_Supplied material_
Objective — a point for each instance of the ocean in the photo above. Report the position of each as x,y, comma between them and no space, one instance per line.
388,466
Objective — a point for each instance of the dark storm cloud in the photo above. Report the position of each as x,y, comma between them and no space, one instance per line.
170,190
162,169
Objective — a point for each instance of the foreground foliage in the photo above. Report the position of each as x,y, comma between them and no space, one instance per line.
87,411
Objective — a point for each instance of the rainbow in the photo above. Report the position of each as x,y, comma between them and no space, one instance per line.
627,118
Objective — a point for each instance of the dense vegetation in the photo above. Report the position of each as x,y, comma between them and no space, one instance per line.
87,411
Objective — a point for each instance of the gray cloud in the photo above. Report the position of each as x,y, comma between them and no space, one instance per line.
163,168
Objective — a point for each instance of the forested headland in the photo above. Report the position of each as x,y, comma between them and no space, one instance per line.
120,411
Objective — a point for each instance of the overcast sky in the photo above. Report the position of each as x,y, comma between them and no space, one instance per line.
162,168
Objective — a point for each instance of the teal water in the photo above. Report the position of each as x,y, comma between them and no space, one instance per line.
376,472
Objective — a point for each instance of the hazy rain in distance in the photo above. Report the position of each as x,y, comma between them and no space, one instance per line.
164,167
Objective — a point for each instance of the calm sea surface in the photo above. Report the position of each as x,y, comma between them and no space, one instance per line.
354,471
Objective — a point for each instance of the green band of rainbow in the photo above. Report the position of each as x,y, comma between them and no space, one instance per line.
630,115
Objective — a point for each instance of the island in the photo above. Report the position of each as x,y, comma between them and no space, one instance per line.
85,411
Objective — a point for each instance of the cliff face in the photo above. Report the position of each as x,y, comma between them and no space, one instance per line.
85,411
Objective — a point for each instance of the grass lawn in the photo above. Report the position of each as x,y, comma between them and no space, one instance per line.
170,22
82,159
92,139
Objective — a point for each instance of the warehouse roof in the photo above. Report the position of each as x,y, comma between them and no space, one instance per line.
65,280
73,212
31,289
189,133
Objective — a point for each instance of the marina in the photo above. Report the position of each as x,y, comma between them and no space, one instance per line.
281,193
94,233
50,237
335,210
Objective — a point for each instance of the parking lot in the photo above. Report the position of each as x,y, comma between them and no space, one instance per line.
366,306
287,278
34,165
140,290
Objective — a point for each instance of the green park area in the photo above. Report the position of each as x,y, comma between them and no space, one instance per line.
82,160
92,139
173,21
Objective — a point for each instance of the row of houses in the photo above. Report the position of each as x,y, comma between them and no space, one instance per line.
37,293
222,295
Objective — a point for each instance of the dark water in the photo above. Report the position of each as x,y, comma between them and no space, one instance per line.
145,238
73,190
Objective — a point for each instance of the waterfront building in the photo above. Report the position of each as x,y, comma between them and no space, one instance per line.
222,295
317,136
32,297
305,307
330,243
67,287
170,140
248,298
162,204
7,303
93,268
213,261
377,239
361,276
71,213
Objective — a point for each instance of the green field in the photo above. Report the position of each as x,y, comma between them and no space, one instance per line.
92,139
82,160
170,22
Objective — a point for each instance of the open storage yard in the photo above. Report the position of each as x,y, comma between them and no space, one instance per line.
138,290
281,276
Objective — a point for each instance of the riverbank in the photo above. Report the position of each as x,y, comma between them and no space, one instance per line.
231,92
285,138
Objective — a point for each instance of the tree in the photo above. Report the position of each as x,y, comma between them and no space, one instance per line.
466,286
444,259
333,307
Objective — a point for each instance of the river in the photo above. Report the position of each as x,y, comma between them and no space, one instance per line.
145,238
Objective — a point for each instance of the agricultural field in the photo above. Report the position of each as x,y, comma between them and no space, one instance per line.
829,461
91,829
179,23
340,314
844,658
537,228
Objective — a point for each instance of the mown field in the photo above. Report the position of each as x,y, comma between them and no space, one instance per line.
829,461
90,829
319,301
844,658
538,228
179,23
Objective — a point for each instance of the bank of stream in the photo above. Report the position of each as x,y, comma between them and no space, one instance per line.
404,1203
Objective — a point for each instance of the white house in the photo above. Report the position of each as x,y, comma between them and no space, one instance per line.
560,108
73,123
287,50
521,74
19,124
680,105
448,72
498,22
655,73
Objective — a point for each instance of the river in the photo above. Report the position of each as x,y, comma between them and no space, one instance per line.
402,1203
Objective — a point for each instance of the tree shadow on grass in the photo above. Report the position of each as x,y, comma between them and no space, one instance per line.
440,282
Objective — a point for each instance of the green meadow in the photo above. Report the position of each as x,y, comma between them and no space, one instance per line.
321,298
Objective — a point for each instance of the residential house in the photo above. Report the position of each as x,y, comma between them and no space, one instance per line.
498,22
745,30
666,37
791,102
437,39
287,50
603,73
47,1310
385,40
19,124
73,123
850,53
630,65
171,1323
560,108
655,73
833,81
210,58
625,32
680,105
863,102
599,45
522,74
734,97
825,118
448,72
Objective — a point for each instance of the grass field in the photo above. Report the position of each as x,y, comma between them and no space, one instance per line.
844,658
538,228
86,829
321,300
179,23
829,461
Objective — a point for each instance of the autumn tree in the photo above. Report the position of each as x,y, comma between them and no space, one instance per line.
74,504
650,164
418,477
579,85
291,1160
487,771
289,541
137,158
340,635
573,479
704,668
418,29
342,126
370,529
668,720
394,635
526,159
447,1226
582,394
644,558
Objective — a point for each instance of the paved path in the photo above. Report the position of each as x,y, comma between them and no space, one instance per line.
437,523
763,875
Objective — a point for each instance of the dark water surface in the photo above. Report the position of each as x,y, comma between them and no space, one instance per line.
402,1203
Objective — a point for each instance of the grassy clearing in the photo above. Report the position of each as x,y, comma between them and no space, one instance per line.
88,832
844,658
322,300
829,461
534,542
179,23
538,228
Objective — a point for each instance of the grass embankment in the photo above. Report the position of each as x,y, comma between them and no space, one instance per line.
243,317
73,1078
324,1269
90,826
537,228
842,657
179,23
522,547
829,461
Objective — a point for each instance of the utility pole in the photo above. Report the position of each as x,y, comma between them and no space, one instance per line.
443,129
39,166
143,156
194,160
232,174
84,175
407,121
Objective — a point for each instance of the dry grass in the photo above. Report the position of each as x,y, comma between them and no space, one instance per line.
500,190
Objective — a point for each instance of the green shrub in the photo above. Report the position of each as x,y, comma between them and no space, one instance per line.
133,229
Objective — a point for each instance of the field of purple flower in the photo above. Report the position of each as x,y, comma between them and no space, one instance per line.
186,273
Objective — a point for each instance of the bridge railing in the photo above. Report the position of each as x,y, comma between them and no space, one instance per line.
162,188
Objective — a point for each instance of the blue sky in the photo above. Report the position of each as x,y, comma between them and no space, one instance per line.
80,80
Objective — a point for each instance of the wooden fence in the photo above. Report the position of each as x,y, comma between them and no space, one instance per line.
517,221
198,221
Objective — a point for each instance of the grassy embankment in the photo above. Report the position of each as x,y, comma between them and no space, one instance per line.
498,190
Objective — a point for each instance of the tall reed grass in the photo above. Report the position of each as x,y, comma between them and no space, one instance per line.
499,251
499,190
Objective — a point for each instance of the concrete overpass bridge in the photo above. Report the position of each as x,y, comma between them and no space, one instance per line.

_Work required_
Could you reproduce the whole listing above verbatim, line for line from the first entry to the last?

_Solution for this task_
Objective — a point for each instance of the ocean in the photo above. Report the position of each as x,y, comma between them and no space, one instance per line.
388,466
Objective — a point for each instance of the dark storm cloud in the photo above. Report the position of each as x,y, comma between them and no space, one instance per line.
170,190
162,169
Objective — a point for each instance of the foreground foliage in the photo above. Report the position of each as x,y, comma between them and no space, one instance per line.
87,411
Objective — a point for each instance of the rainbow in the photo above. Report the position of each as x,y, comma between them and no space, one instance per line.
627,118
Objective — a point for each instance of the dense vegetation in the photo above. Report the position of each as x,y, comma between them and no space, one instance per line.
87,411
Objective — a point for each instance of the gray cloud in the photo above. Report the position of each as x,y, comma between them and no space, one instance per line.
163,168
Objective — a point for each instance of the forested headland in the photo above. Report the position of each as x,y, comma between them and no space, one instance per line.
120,411
Objective — a point for each instance of the overcast sky in the photo above. Report the position of each as x,y, comma between them and no space, one instance per line.
162,168
Objective — a point for each instance of the teal water in the photo above. Report the position of each as x,y, comma between them and no space, one instance per line.
376,472
Objective — a point for each instance of the hazy rain in distance in the photo above. Report the position of each as x,y, comma between them and no space, one instance per line.
164,167
Objective — a point for each instance of the calm sea surface in the photo above. Report the position of each as x,y, comma between them and no space, one instance per line.
354,471
Objective — a point for each instance of the green band of rainbow in the photo above. Report the position of each as x,y, comma between them and no space, one instance per line.
630,115
Objective — a point for each instance of the island in the photo above. Report the position of each as x,y, comma between them and no space, one instance per line.
85,411
Objective — a point for each instance of the cliff face in the photo above. Report the position of each as x,y, comma between them and no space, one instance per line.
85,411
Objective — a point for each instance of the grass lawn in the photo above. Report the position of each as x,y, comma between them and no space, one instance per line.
170,22
82,159
92,139
Objective — a point for each instance of the warehouse roof in the photo above. Report the position of each as x,y, comma between them and no space, one instance per line.
65,280
73,212
31,289
189,133
Objective — a point for each instance of the marina in the photo above. Report the position of each as x,y, comma between them and no space, one instance per line.
281,193
94,233
50,237
335,210
Objective — a point for each instance of the parking lot in the photo above. Report the position of each as x,y, comma between them and no space, one instance per line.
366,306
287,278
34,165
140,290
Objective — a point for each instance of the green park area in the photo above. Report the position of each as x,y, comma between them and no space, one instance per line.
82,160
92,139
173,21
Objective — a point for each instance of the row of houses in the photo above. Report the position of each as x,y, comma between them and no space, one instance per line.
37,293
222,295
Objective — a point for each instance of the dark water in the photo above. Report the position of each as x,y, comma between them and no space, one instance per line.
145,238
73,190
Objective — a point for each instance of the waterfront building in the photo above. Report the position of each as x,y, comma between them and no space, one instance per line.
222,295
317,136
32,297
305,307
330,243
67,287
170,140
248,298
162,204
7,303
93,268
213,261
377,239
361,276
71,213
Objective — a point for each instance of the green field in the photo above. Report the position of each as x,y, comma between them and no space, one instance per line.
92,139
82,160
170,22
Objective — a point for each instance of the open storage yard in the photo above. Report the position of each as x,y, comma between them and no space, one instance per line.
138,290
281,276
Objective — a point for each instance of the riverbank in the photo above. Report the position of each as x,y, comma between them and no space, one instance per line.
231,92
285,138
Objective — a point for each instance of the tree in the photo above. Report the position of each as x,y, comma between them and no space, one instance per line.
466,286
444,259
333,307
Objective — a point for each instance of the river in the photo above. Report the position of each as x,y, comma between them and no space, one instance per line.
145,238
Objective — a point for each instance of the agricultural field in the photo above. Report the position of each as x,y, comma between them and no space, one instance per line.
829,461
91,829
179,23
340,314
844,658
537,228
Objective — a point for each instance of the mown field in the photo above. Report the position of each as x,y, comma between them and no space, one instance per line.
829,461
90,829
319,301
844,658
538,228
179,23
Objective — a point for each instance of the bank of stream in the photo above. Report the position of each as x,y, comma between them and no space, one instance per line.
404,1203
Objective — a point for each instance of the white house in the photo above. Report the position of each as x,y, comma between them and no space, one instance per line.
560,108
73,123
287,50
521,74
19,124
680,105
448,72
498,22
655,73
Objective — a point for each instance of the river in the photo above. Report the position of each as x,y, comma between them and no space, one instance per line.
402,1203
Objective — a point for each instance of the tree shadow on grass in the photo above. Report the position of each as x,y, comma between them and no space, one instance per line.
440,282
Objective — a point for each instance of the green meadow in the photo above. Report the position of each as x,y, comma between them and no space, one instance per line.
321,298
Objective — a point for each instance of the residential house in the photo above. Report the position of each as x,y, comma between them and no space, one instance per line.
498,22
745,30
666,37
791,102
437,39
287,50
603,73
47,1310
385,40
19,124
73,123
850,53
630,65
171,1323
560,108
655,73
833,81
210,58
625,32
680,105
863,102
599,45
522,74
734,97
825,118
448,72
Objective — a point for each instance of the grass field in the photo above. Report the position of each as x,y, comma between them and no space, one instance per line.
844,658
538,228
86,829
321,300
179,23
829,461
Objective — a point for each instance of the autumn tree in the photo above. Report the position of each as x,y, comma between them and no space, one instance per line.
74,504
650,164
418,477
579,85
291,1160
487,771
289,541
137,158
340,635
573,479
704,668
418,29
342,126
370,529
668,720
394,635
526,159
447,1226
582,394
644,558
Objective — a point for each instance of the paved path in the photo above. Report the position of each as x,y, comma between them and no space, one instance per line.
437,523
763,875
Objective — a point for each instance of the dark water surface in the photo above. Report the position of each as x,y, comma between them and no space, one instance per line.
402,1203
Objective — a point for each instance of the grassy clearing in the photo above. Report the position of each as x,y, comma between them and no space, one instance per line.
88,832
844,658
322,300
829,461
534,542
179,23
538,228
Objective — a point for each instance of the grass embankment in the photo above. Report the position of each as x,y, comma between them and no space, one instance per line.
243,317
73,1078
324,1269
90,826
537,228
842,657
179,23
522,547
829,461
Objective — a point for each instance of the utility pole in the photo above. Report the position of each as x,y, comma between them and no space, one instance per line.
443,129
39,166
143,156
194,160
232,174
84,175
407,121
Objective — a point for each instance of the dry grass in the photo above. Report the position of each as x,y, comma between them and no space, one instance per line.
500,190
Objective — a point for each instance of the green shrub in the photo above. Report the position of each as x,y, comma between them and no space, one instance per line.
133,229
Objective — a point for each instance of the field of purple flower in the photo above. Report the position of each as x,y, comma between them and no space, one instance per line.
186,273
Objective — a point for each instance of the bridge railing in the photo above. Report the position of each as x,y, comma between them and no space, one instance per line.
162,188
Objective — a point for each instance of the blue sky in the photo above. Report the position of each as x,y, comma between them and no space, one instance per line.
80,80
Objective — a point for each instance of the wooden fence in the photo above. Report the position of each as x,y, comma between them and no space, one instance per line.
517,221
198,221
Objective — a point for each instance of the grassy embankment in the photo above. Report the position of each as x,y, comma between them and no space, one instance per line.
498,190
Objective — a point for each instance of the tall reed grass in the photo above. Report the position of each as x,y, comma between them and no space, one instance per line.
499,251
499,190
Objective — a point for each instance of the concrete overpass bridge in the photo above. Report the position of each as x,y, comma between them and no space, one instance per line.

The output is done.